+++ SOURCE TEXT

It is *not* that academics don’t have access, somehow, to the WARF-owned inventions for research–it’s that there’s nothing much that can come from that research without WARF’s exclusive licensee/assignee’s approval. Surveys of academic researchers–“Do you have trouble gaining access to patented research tools”–are asking the wrong question.
That is, the research either must be dedicated to finding a way around the WARF patents (that is, find ways *not to use* an invention) or the work is done for the benefit of WARF’s exclusive licensee/assignee. Federal funding is either wasted or done for the benefit of a company with a patent monopoly. How, in what crazed mind, is this innovation “unleashed”? Clearly, to “unleash” innovation, one would get rid of the patent monopoly on the inventions from basic research. Anything worth developing will involve additional inventive work. The foundational inventions–the critical mass of cumulative technology, the platform, the library of tools–has to be open, whether that’s public domain, commons, standard, non-exclusively licensed on fair, reasonable, and non-discriminatory terms.
Consider disease diagnostic assays. Better diagnostic assays might lead to clearer diagnoses, better treatments. With many of these assays, any good lab medicine department can implement the assay from published information. Methods and materials. Nothing needs to be “developed” as a commercial product for these assays to be used. Any commercial product is for less capable clinicians or clinicians that lack access to a good lab medicine department. A commercial version does not necessarily mean a better version–rather, it means a mass-produced product that anticipates less capable users and tries to find a sweet spot of functionality that addresses the needs of the market while generating a profit, of course.

++++++
+++ DATA SEGMENT

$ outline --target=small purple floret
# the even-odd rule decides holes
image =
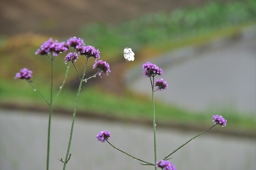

++++++

Please answer these questions on the passage about WARF patents:
(a) What question do surveys of academic researchers ask, which the passage calls the wrong one?
(b) According to the passage, what happens to federal funding?
(c) What can any good lab medicine department do with many diagnostic assays?
The material isn't needed for this.

PROBLEM SOLUTION:
(a) "Do you have trouble gaining access to patented research tools"
(b) It is either wasted or spent for the benefit of a company with a patent monopoly.
(c) It can implement the assay from published information.